▶ What the task requires:
Rewrite every line from the line with "Mark every instance of the green logo" up to and including the line with "x=333 y=290". Keep all the wording the same, but shift each answer coordinate up by 132 and leave out the pictures.

▶ Data shown:
::::::::::

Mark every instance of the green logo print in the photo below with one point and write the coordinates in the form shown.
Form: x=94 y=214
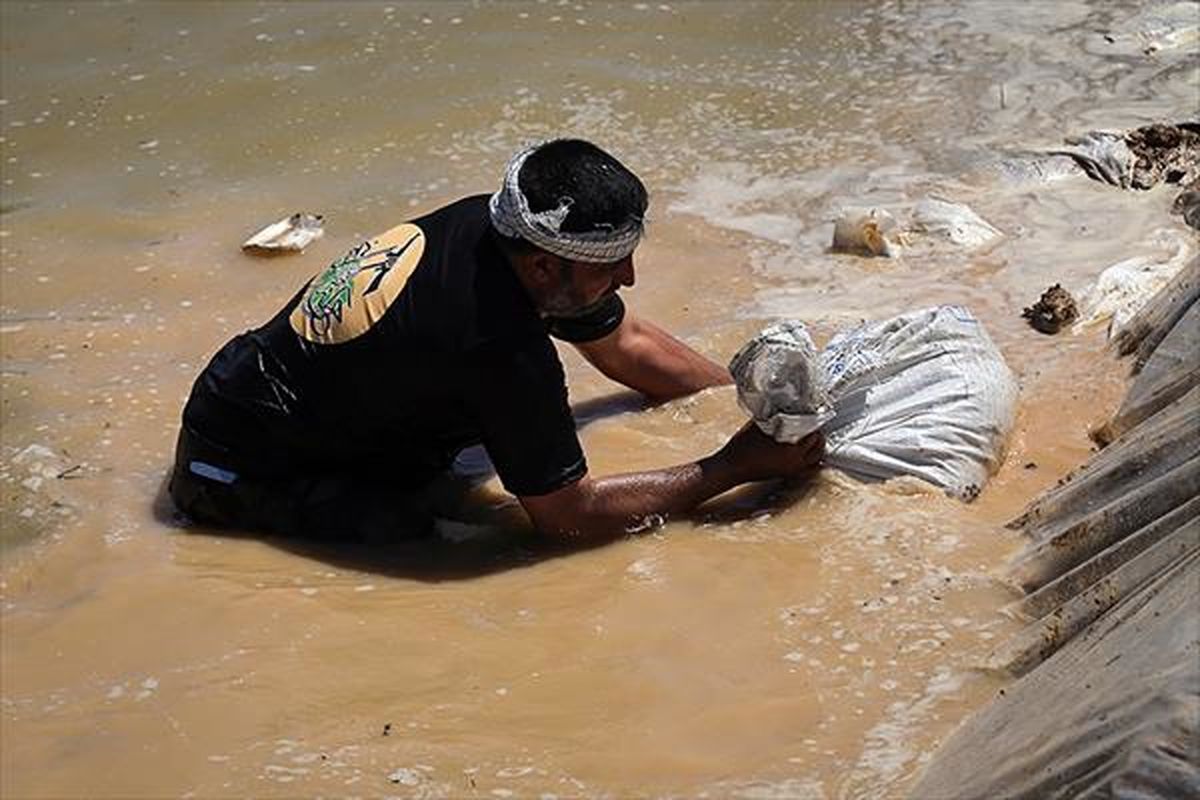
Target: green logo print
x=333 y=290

::::::::::

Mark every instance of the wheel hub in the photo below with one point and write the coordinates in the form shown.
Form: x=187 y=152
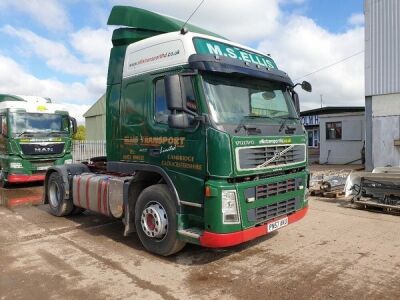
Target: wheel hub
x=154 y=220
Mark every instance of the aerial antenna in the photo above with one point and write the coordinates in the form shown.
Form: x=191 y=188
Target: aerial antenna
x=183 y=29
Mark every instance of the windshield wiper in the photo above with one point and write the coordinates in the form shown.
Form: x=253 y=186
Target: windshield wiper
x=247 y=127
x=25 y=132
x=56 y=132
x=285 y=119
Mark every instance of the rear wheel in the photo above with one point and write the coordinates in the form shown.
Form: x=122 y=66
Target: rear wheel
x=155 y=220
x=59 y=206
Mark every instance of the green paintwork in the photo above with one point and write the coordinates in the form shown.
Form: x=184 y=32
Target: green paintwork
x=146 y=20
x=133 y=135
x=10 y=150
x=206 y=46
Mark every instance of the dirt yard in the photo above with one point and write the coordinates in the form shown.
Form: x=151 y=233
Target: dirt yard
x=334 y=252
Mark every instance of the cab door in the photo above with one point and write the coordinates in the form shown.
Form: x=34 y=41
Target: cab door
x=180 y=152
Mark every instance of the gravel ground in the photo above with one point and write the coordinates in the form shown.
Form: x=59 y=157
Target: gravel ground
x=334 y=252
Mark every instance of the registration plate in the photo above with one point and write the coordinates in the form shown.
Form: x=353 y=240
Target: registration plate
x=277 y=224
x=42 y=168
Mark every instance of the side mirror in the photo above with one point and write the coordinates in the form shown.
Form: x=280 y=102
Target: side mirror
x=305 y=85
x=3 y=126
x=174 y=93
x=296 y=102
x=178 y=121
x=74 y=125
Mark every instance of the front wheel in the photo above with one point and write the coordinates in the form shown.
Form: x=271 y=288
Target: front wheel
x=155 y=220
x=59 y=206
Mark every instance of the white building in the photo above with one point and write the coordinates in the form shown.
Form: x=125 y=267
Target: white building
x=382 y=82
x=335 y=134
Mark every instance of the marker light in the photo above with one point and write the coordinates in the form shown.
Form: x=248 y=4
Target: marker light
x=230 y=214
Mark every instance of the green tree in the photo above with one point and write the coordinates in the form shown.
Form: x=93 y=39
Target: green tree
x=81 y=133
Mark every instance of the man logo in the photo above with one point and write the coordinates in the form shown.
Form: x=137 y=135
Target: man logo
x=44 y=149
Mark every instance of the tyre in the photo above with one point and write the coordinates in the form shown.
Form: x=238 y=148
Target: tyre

::::::::::

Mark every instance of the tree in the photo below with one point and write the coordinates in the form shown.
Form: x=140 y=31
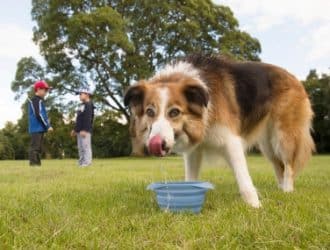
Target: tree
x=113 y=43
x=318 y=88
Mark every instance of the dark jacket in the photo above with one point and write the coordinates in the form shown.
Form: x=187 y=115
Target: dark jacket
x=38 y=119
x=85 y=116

::::::::::

▶ Worked solution:
Mark every instance of the green logo print in the photo below with one point and write the coordinates in the form shown.
Form: x=94 y=214
Target: green logo print
x=465 y=422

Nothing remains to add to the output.